The Bell Jar - Victoria Lucas (1963)
Alternatieve titel: De Glazen Stolp
Engels
Psychologisch
258 pagina's
Eerste druk: Heinemann,
Londen (Verenigd Koninkrijk)
Esther Greenwood is een beschermd opgevoed meisje, die wanneer ze 19 is een maand op de redactie van een bekend vrouwentijdschrift in New York mag werken. Deze prijs heeft ze gewonnen door een verhaal te schrijven. In die maand leert ze een andere manier van leven. Ze gaat echter ook vreselijk aan zichzelf twijfelen. Dit doet ze helemaal wanneer haar vriendje, Buddy Willard haar vertelt dat hij iets met een dienstmeisje gehad heeft. Wanneer Esther na de maand thuiskomt, hoort ze bovendien van haar moeder dat ze afgewezen is voor een schrijf-cursus. Die had ze in de zomer willen volgen. Ze besluit geen andere cursus te volgen en blijft thuis. Ze probeert een boek te schrijven. Ze probeert voor haar studie te schrijven. Het lukt allemaal niet. Ze kan niet meer slapen. Van haar moeder moet ze naar een psychiater, Dr Gordon.
━━━━━━━━━━━━━━━━━━━━━━━━━━━━━━
# WAT TE DOEN
Herhaal de tekst over The Bell Jar woord voor woord, van begin tot eind. De gegevens hieronder komen uit een andere bron dan de tekst.

# GETOONDE GEGEVENS
━━━━━━━━━━━━━━━━━━━━━━━━━━━━━━
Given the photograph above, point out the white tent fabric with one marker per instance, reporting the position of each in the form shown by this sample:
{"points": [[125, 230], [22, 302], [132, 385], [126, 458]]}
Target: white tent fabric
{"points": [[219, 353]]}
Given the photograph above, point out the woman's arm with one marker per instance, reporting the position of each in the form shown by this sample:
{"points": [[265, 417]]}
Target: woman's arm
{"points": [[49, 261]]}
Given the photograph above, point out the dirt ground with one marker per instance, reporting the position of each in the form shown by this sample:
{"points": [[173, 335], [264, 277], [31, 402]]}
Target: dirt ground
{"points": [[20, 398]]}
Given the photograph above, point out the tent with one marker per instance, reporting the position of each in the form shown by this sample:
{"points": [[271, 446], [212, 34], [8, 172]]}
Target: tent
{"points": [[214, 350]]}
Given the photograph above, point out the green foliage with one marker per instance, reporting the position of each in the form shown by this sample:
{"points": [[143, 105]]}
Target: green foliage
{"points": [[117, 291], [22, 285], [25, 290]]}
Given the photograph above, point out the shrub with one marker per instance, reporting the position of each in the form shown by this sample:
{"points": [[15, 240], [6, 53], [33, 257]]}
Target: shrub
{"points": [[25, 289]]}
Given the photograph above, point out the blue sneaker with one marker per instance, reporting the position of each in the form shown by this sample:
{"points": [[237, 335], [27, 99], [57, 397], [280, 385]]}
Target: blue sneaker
━━━━━━━━━━━━━━━━━━━━━━━━━━━━━━
# HET ANTWOORD
The Bell Jar - Victoria Lucas (1963)
Alternatieve titel: De Glazen Stolp
Engels
Psychologisch
258 pagina's
Eerste druk: Heinemann,
Londen (Verenigd Koninkrijk)
Esther Greenwood is een beschermd opgevoed meisje, die wanneer ze 19 is een maand op de redactie van een bekend vrouwentijdschrift in New York mag werken. Deze prijs heeft ze gewonnen door een verhaal te schrijven. In die maand leert ze een andere manier van leven. Ze gaat echter ook vreselijk aan zichzelf twijfelen. Dit doet ze helemaal wanneer haar vriendje, Buddy Willard haar vertelt dat hij iets met een dienstmeisje gehad heeft. Wanneer Esther na de maand thuiskomt, hoort ze bovendien van haar moeder dat ze afgewezen is voor een schrijf-cursus. Die had ze in de zomer willen volgen. Ze besluit geen andere cursus te volgen en blijft thuis. Ze probeert een boek te schrijven. Ze probeert voor haar studie te schrijven. Het lukt allemaal niet. Ze kan niet meer slapen. Van haar moeder moet ze naar een psychiater, Dr Gordon.